PROBLEM TO WORK ON: Word for word, retype the first line of the records and every following line through the one containing "the dark utility".

INPUT MATERIAL:
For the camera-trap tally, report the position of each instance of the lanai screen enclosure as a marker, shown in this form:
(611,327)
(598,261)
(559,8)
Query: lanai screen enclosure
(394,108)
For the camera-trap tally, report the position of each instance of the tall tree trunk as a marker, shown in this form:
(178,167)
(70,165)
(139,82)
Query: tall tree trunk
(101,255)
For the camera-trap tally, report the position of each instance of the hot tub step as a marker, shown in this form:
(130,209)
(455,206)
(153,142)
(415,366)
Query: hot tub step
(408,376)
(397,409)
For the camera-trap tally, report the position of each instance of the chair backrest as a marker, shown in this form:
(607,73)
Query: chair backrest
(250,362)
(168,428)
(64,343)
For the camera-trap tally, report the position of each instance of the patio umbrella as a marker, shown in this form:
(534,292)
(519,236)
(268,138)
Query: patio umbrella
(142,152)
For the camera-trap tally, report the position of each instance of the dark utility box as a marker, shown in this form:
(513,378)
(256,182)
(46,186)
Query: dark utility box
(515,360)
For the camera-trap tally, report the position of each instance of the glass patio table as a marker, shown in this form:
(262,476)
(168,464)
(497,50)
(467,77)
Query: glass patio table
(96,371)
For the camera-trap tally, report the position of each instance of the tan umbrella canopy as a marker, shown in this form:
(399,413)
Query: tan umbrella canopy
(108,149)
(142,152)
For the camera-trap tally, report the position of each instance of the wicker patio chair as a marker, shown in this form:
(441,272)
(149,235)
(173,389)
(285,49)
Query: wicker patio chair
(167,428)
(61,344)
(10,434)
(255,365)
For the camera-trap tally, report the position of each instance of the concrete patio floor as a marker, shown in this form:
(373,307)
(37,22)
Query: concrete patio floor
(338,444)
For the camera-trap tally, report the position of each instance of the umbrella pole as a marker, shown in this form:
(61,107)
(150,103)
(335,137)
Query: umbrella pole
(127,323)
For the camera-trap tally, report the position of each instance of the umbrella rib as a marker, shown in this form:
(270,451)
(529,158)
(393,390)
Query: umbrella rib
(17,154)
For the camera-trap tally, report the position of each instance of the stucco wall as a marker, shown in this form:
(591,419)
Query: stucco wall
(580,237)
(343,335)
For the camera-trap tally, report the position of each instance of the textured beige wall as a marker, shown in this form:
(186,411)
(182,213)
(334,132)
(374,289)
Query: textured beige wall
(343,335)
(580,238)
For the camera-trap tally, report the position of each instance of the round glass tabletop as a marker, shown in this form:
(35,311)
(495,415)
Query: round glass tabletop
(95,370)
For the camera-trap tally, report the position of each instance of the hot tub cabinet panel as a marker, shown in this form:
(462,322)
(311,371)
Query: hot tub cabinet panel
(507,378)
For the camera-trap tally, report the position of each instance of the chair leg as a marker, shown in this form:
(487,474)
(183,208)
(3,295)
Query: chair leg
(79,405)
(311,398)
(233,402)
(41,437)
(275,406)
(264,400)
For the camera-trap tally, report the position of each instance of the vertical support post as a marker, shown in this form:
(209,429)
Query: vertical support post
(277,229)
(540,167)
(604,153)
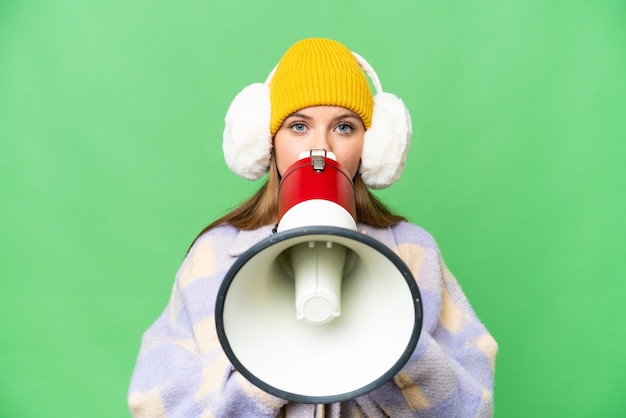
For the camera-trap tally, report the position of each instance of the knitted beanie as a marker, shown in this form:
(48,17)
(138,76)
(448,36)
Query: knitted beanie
(319,72)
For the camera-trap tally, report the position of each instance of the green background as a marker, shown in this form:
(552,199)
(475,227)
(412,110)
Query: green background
(111,116)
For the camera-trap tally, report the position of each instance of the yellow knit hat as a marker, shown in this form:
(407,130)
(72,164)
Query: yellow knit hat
(319,72)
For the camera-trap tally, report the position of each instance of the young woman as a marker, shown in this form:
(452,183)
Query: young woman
(318,96)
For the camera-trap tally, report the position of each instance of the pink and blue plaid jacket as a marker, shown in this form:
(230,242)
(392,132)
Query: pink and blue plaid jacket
(182,371)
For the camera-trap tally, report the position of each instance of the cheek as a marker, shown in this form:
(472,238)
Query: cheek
(285,155)
(350,159)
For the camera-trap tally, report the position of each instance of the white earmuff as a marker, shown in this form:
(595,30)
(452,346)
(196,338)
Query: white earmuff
(247,141)
(387,141)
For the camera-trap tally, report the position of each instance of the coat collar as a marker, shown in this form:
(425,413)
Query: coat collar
(246,239)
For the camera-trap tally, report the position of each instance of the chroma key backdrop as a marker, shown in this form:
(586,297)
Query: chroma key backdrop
(111,119)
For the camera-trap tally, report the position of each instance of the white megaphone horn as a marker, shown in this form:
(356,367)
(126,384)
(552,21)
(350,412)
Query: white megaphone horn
(318,312)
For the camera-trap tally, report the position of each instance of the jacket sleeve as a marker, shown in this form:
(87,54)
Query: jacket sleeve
(451,372)
(182,370)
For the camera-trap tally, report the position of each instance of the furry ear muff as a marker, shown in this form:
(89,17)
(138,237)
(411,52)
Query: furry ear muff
(387,141)
(247,143)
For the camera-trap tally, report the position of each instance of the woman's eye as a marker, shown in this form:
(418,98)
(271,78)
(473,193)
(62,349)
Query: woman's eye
(344,128)
(298,127)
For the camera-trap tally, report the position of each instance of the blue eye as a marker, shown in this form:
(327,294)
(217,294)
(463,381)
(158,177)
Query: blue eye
(344,128)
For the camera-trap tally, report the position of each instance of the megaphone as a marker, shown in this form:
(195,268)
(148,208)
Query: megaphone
(318,312)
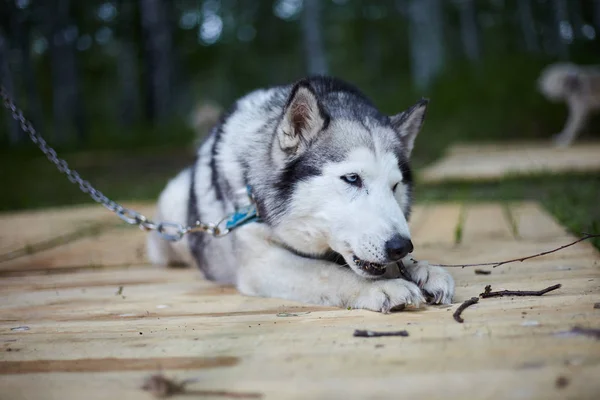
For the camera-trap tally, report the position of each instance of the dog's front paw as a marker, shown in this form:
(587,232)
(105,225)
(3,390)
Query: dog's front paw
(388,295)
(435,282)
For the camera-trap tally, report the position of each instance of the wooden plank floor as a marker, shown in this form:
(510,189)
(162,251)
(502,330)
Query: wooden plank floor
(87,318)
(488,162)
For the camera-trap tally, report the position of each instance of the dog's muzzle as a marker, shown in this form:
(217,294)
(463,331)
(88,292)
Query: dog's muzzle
(370,268)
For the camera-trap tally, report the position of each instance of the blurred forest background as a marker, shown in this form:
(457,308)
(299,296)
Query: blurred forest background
(113,83)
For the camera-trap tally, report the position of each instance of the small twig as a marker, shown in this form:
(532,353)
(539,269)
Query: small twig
(462,307)
(495,264)
(595,333)
(488,293)
(365,333)
(162,387)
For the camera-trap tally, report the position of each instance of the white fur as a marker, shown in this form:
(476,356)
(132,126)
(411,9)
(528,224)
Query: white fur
(323,213)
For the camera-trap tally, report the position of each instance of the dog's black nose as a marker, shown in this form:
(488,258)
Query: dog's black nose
(398,247)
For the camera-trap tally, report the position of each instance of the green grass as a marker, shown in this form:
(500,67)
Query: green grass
(573,199)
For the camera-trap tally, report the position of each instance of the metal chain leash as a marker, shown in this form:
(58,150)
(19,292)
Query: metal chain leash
(170,231)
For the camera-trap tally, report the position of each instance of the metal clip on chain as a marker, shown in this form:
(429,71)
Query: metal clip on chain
(170,231)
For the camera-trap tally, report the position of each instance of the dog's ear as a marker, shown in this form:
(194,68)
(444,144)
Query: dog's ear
(408,124)
(303,118)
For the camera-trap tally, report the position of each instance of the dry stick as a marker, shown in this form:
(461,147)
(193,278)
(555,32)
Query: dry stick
(162,387)
(462,307)
(499,263)
(578,330)
(365,333)
(482,272)
(488,293)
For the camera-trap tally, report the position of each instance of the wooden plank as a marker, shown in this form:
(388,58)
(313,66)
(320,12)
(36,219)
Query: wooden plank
(438,225)
(241,382)
(485,222)
(480,162)
(79,335)
(533,222)
(124,245)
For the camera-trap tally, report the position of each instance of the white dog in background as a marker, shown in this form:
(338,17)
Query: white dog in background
(579,87)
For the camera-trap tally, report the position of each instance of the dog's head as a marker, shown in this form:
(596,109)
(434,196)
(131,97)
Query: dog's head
(343,180)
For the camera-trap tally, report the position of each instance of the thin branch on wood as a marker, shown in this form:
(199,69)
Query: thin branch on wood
(162,387)
(482,272)
(595,333)
(495,264)
(488,293)
(462,307)
(365,333)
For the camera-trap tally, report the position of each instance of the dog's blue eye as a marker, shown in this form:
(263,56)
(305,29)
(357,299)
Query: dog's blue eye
(352,179)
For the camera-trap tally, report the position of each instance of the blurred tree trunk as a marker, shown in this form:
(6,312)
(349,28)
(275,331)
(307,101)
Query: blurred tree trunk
(67,102)
(158,71)
(560,29)
(577,18)
(127,67)
(426,33)
(469,32)
(312,36)
(597,16)
(22,32)
(6,80)
(527,22)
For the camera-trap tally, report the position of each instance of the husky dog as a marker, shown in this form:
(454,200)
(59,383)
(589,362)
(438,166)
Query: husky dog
(330,178)
(579,87)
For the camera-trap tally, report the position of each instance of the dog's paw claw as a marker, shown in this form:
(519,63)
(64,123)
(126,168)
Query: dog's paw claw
(389,295)
(435,282)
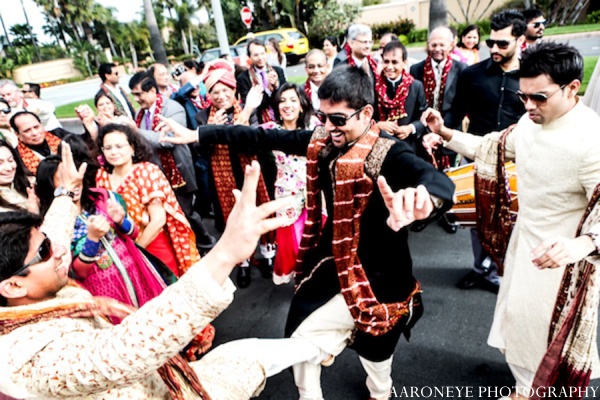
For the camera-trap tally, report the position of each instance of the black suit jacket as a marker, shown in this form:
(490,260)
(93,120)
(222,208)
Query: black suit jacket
(244,84)
(417,70)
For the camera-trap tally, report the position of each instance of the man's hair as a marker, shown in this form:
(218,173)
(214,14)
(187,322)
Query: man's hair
(105,69)
(256,42)
(15,233)
(358,29)
(511,17)
(8,82)
(393,45)
(35,88)
(18,114)
(532,13)
(146,79)
(561,62)
(348,84)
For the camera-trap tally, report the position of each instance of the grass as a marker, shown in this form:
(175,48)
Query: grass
(589,63)
(68,110)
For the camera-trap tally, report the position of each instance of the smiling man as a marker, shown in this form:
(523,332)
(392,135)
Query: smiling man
(400,97)
(354,278)
(315,64)
(556,146)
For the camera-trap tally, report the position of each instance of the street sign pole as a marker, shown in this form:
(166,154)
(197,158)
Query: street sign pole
(220,26)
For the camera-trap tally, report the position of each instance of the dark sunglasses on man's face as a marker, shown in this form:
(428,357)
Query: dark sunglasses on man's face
(502,44)
(336,119)
(538,98)
(537,24)
(43,254)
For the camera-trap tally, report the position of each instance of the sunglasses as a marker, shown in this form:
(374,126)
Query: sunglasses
(336,119)
(537,24)
(43,254)
(538,98)
(502,44)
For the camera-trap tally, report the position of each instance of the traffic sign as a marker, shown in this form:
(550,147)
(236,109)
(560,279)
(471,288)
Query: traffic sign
(246,14)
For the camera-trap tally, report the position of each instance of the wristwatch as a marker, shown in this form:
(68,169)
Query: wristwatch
(594,234)
(61,191)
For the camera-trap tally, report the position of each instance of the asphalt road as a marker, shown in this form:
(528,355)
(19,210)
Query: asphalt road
(79,91)
(447,350)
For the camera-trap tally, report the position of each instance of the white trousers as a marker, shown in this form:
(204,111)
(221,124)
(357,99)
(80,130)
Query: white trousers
(329,328)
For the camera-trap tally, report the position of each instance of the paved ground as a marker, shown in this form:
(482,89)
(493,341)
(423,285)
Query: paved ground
(447,349)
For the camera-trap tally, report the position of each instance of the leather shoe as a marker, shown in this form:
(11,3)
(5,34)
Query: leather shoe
(449,227)
(243,277)
(475,280)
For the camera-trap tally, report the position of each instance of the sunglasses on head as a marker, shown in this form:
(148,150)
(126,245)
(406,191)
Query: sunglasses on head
(502,44)
(537,24)
(538,98)
(43,254)
(336,119)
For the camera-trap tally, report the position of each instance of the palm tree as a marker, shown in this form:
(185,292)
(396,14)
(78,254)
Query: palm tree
(438,14)
(157,44)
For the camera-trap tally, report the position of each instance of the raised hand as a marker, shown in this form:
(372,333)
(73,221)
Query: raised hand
(173,132)
(115,211)
(405,205)
(560,251)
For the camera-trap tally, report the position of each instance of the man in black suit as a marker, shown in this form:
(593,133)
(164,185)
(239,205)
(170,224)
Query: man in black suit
(260,73)
(439,74)
(400,97)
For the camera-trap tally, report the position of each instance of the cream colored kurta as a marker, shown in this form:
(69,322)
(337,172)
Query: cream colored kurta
(558,167)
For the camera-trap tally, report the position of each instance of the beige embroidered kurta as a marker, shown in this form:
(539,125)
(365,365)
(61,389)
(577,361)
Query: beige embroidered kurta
(558,166)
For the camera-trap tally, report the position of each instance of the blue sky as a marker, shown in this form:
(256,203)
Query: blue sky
(127,10)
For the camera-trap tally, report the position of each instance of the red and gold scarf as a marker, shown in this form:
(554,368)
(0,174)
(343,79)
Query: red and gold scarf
(166,155)
(353,189)
(175,373)
(429,82)
(267,114)
(30,158)
(393,109)
(224,178)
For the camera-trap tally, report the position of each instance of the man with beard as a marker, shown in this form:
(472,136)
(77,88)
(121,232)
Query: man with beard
(547,286)
(487,93)
(354,283)
(536,23)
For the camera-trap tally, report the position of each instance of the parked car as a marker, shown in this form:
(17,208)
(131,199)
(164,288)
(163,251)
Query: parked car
(238,53)
(292,42)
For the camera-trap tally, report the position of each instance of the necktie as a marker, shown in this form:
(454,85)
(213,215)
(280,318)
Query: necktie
(438,84)
(148,120)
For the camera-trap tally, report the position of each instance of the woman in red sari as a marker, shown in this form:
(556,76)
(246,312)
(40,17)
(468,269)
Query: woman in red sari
(151,202)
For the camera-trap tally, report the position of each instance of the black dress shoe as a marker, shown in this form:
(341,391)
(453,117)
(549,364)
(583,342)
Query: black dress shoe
(475,280)
(449,227)
(243,278)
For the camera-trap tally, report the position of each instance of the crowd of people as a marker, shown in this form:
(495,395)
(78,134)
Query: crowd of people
(109,277)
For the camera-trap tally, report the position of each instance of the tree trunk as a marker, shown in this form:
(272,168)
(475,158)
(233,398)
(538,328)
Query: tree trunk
(155,39)
(438,14)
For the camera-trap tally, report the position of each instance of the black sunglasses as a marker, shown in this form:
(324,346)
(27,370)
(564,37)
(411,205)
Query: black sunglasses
(537,24)
(502,44)
(538,98)
(43,254)
(336,119)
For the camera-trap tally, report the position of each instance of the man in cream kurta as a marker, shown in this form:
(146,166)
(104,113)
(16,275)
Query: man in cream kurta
(556,147)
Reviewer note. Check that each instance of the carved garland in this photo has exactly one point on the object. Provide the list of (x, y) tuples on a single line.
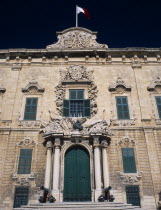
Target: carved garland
[(76, 74)]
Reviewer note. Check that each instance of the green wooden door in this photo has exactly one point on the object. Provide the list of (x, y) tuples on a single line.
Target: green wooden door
[(77, 175)]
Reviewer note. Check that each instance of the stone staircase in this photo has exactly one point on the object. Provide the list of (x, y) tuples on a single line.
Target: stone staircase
[(80, 206)]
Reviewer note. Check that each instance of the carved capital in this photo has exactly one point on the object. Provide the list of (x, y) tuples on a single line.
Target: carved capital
[(49, 145), (129, 178), (155, 86), (126, 141)]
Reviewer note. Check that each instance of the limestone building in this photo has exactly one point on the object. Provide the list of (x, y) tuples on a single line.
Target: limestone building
[(78, 117)]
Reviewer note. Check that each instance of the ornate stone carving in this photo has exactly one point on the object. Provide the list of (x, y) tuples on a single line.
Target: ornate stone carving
[(64, 126), (33, 87), (126, 141), (119, 86), (155, 85), (129, 178), (2, 89), (23, 179), (76, 38), (122, 123), (29, 124), (26, 142), (76, 73)]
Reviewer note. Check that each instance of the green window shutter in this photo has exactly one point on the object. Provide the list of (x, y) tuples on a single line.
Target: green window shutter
[(66, 108), (128, 160), (158, 102), (30, 109), (25, 159), (122, 108), (87, 108)]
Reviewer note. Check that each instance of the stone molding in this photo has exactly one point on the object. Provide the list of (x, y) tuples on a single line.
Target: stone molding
[(155, 86), (27, 142), (119, 86), (76, 74), (130, 179), (126, 141), (29, 124), (64, 126), (76, 38), (23, 180), (33, 87), (2, 89)]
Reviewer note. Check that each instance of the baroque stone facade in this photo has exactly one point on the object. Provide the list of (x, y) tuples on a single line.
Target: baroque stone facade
[(78, 62)]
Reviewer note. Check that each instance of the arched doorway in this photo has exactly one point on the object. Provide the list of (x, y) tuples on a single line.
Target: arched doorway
[(77, 175)]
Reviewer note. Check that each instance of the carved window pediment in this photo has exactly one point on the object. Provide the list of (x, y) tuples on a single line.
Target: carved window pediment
[(26, 142), (119, 86), (77, 38), (33, 87), (155, 86), (126, 141)]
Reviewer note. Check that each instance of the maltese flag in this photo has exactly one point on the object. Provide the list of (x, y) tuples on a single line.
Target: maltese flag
[(85, 11)]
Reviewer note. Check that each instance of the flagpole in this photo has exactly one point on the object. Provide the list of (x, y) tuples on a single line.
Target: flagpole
[(76, 17)]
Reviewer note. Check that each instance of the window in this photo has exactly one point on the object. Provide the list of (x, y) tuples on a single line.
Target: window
[(30, 109), (24, 166), (21, 196), (122, 108), (76, 106), (132, 195), (128, 158), (158, 102)]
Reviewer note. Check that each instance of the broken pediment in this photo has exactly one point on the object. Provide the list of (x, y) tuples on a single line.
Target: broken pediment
[(76, 38)]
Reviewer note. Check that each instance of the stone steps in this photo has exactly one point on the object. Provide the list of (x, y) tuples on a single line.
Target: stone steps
[(80, 206)]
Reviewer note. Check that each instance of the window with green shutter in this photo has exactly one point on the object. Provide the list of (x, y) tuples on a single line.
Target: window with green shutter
[(122, 108), (128, 158), (30, 109), (25, 159), (158, 102), (21, 196), (76, 106)]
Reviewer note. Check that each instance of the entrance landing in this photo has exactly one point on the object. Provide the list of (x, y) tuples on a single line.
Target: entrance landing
[(80, 206)]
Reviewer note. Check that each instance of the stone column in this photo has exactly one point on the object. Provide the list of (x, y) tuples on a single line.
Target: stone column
[(49, 146), (106, 178), (56, 170), (97, 167)]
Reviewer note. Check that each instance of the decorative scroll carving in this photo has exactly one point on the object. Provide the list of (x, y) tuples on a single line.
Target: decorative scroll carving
[(122, 123), (26, 142), (33, 87), (64, 126), (29, 124), (155, 85), (119, 86), (126, 141), (129, 178), (76, 38), (2, 89), (23, 179), (76, 73)]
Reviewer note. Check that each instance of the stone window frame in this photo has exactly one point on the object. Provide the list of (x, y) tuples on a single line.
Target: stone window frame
[(39, 106), (114, 116), (128, 142), (26, 143)]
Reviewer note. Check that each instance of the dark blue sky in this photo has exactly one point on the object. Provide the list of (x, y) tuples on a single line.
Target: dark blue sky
[(120, 23)]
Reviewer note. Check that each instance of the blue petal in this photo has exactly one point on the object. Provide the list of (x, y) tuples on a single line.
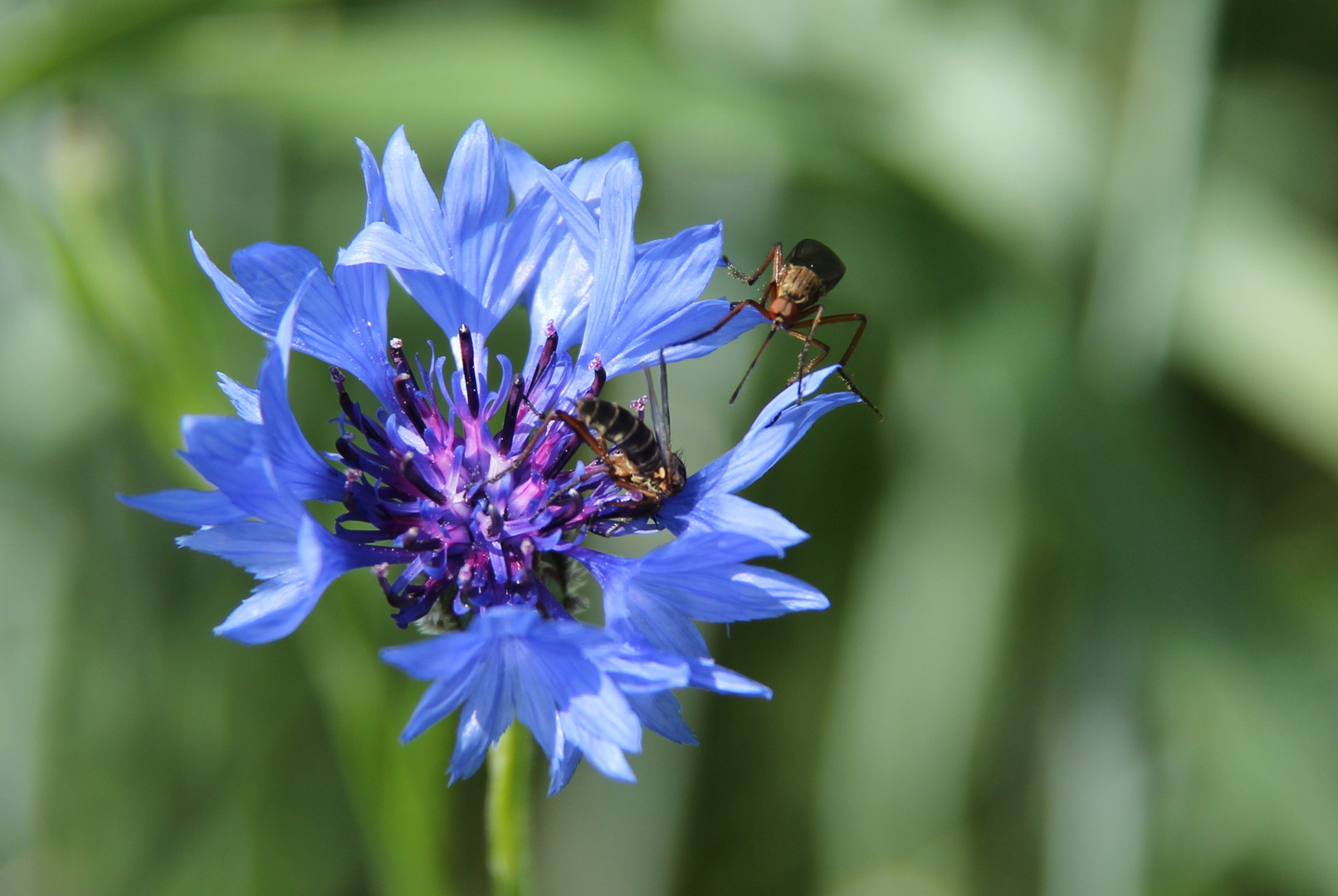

SOLUTION:
For the camera-trap tally, report the position of each instance of the lanai screen enclosure as a marker, shown in this form:
(611,327)
(598,261)
(559,8)
Query: lanai screen enclosure
(394,108)
For the camera-trap tally, report the position of each instance of the tall tree trunk as a marker, shown in this form:
(178,167)
(70,165)
(139,82)
Query: tall tree trunk
(101,255)
For the camera-trap tally, report the position of each instance of the hot tub step as a marker, shown in this form:
(130,209)
(455,206)
(153,142)
(415,366)
Query: hot tub step
(408,376)
(397,409)
For the camera-trap tally, report the position of each instance of the chair backrest as a marker, shown in this form:
(607,73)
Query: chair backrest
(250,362)
(168,428)
(64,343)
For the camera-trap tally, report the position of each instance of the patio umbrella as a marker, shown in this form:
(534,292)
(519,236)
(268,138)
Query: patio umbrella
(142,152)
For the camera-trap tally, report the position of each instance of the dark utility box as a marker, shown in this form:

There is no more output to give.